**TASK REQUIREMENTS:** Copy out each line of the material below that holds the string "tree".

*** MATERIAL FOR THE TASK Section Begins ***

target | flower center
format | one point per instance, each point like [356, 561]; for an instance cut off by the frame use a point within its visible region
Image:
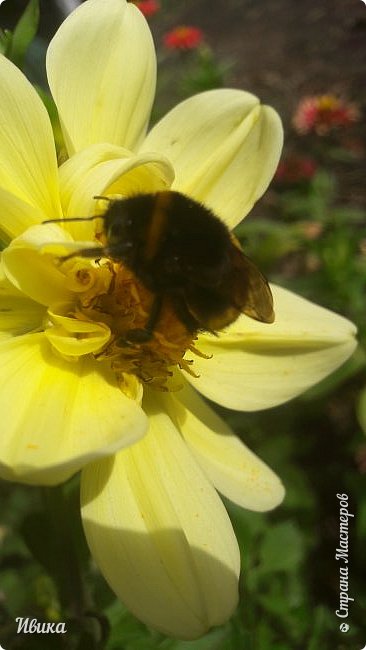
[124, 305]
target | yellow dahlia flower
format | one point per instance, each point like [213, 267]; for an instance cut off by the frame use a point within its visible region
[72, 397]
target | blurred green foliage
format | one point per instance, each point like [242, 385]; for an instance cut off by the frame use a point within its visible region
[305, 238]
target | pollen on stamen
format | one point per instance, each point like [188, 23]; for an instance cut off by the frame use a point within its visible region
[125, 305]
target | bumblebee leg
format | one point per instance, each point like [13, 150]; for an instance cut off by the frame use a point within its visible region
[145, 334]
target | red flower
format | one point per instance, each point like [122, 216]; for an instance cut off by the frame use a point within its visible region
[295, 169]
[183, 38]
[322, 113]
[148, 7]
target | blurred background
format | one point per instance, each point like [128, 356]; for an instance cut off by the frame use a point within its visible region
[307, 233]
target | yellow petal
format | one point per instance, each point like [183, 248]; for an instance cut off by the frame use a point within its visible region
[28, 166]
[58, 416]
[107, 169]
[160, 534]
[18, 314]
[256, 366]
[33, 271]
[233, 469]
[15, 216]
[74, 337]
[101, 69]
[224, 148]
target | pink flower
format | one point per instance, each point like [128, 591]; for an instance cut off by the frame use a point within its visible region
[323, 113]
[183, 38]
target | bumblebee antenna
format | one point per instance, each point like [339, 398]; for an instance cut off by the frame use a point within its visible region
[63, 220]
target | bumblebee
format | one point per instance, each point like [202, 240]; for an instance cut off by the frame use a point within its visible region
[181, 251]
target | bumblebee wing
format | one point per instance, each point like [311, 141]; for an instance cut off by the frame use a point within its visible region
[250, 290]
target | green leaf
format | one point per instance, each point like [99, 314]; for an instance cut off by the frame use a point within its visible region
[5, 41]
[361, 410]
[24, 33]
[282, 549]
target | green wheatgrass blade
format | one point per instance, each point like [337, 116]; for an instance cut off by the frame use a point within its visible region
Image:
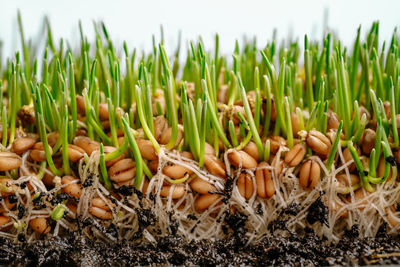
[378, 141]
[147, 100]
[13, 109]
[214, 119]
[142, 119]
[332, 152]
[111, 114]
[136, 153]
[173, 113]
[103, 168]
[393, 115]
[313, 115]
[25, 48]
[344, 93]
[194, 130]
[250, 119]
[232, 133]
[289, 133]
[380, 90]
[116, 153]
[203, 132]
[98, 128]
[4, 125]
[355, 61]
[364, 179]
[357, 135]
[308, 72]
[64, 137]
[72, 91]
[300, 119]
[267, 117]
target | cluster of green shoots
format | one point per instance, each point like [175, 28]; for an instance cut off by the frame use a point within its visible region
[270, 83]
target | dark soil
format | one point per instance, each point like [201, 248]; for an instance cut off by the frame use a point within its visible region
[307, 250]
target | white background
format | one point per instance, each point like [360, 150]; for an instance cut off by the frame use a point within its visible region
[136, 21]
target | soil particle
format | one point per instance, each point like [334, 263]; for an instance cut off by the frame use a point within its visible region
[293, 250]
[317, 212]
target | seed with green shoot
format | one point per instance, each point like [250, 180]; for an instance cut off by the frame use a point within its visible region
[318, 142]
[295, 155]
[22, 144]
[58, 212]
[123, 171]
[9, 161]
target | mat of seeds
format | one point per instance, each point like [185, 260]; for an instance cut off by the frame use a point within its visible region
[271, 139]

*** MATERIAL FOR THE TASK Section Ends ***
*** MATERIAL FOR THE TASK Section Begins ***

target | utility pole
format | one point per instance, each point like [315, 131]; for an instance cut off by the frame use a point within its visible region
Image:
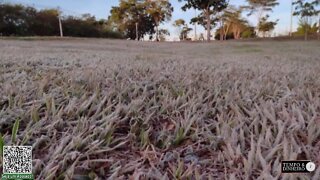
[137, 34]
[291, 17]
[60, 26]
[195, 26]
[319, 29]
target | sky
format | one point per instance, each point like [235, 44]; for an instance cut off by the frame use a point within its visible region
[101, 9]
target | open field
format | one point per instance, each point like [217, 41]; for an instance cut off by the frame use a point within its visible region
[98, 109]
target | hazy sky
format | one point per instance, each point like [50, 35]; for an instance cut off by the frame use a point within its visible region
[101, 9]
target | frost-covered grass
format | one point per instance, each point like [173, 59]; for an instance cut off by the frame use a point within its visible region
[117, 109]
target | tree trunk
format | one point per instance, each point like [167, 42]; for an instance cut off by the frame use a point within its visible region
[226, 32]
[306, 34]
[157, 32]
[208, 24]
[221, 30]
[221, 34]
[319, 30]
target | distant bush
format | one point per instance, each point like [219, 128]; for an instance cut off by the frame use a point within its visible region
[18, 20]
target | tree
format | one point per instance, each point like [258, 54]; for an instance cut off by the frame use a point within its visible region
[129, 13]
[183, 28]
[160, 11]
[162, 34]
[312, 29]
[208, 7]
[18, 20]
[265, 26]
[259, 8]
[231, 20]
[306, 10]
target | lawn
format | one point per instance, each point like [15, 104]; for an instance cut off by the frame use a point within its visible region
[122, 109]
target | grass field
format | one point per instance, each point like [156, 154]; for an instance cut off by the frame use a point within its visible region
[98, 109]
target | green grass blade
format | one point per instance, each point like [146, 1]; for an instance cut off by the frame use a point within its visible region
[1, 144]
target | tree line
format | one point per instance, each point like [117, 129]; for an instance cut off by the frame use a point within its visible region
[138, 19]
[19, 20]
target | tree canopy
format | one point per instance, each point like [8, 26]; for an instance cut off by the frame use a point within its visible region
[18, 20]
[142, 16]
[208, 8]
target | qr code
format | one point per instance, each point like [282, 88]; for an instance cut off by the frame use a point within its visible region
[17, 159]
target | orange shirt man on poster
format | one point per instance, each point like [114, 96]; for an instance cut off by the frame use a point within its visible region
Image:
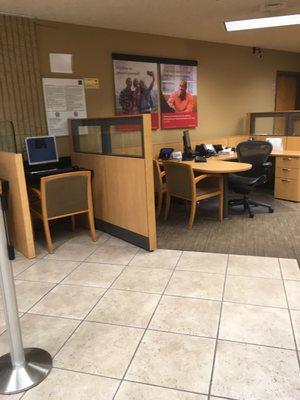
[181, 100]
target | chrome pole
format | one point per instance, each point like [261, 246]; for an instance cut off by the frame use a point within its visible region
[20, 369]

*** MATERIAL FOR THE TASK Section Ends ***
*** MATERIAL FOR THE TASK Section Begins ***

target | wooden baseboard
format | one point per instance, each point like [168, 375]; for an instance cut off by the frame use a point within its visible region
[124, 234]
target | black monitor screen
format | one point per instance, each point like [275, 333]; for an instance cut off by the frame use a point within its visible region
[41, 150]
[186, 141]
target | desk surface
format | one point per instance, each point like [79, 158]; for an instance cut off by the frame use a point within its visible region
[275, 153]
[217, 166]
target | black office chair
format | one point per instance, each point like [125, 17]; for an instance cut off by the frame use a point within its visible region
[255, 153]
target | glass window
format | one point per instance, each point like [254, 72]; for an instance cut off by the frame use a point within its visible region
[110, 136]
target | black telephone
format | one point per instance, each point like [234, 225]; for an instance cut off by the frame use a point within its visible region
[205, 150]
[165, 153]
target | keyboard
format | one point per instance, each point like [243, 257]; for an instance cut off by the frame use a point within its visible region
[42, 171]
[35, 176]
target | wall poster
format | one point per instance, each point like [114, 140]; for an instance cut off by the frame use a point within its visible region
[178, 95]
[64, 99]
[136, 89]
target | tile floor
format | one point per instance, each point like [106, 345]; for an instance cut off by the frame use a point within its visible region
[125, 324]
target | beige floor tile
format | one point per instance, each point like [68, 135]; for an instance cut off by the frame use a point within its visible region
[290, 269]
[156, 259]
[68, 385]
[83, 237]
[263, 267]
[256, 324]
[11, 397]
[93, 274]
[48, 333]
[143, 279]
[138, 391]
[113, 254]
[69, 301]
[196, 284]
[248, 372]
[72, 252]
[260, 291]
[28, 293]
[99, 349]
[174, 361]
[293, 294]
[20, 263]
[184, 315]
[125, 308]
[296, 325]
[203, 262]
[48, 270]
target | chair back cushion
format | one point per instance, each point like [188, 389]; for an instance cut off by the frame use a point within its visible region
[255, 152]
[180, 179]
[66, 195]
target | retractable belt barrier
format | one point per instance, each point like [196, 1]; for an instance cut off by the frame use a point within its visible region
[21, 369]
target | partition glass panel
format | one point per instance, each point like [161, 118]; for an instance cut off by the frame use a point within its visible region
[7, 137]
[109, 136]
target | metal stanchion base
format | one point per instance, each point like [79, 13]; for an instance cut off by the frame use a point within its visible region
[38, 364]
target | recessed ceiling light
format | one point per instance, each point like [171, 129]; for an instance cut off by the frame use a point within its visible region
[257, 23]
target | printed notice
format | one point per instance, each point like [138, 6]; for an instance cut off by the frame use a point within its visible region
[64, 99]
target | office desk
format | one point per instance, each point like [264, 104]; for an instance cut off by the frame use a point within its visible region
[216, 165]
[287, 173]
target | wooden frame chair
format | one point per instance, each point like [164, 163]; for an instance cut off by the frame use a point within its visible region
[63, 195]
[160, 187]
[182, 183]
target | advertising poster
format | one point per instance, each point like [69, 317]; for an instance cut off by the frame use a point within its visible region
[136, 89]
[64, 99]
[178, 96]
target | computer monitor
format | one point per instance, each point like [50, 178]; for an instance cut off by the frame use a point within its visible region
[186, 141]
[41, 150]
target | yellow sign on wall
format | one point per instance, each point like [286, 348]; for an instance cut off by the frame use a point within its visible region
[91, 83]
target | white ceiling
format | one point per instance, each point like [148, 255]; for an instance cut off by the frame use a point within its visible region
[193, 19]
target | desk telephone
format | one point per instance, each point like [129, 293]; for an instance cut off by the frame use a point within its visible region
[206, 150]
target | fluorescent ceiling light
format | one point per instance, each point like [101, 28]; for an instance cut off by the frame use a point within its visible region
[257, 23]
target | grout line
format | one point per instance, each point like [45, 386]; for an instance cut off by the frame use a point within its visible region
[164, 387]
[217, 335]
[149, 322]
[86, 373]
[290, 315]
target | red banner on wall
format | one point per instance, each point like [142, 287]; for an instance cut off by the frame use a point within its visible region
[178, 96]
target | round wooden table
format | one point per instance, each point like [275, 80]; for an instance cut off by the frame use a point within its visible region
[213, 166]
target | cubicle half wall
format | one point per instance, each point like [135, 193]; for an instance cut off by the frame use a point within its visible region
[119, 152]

*** MATERIAL FOR THE TASK Section Ends ***

**REPLY:**
target | tree trunk
target | tree
target | tree line
target | tree canopy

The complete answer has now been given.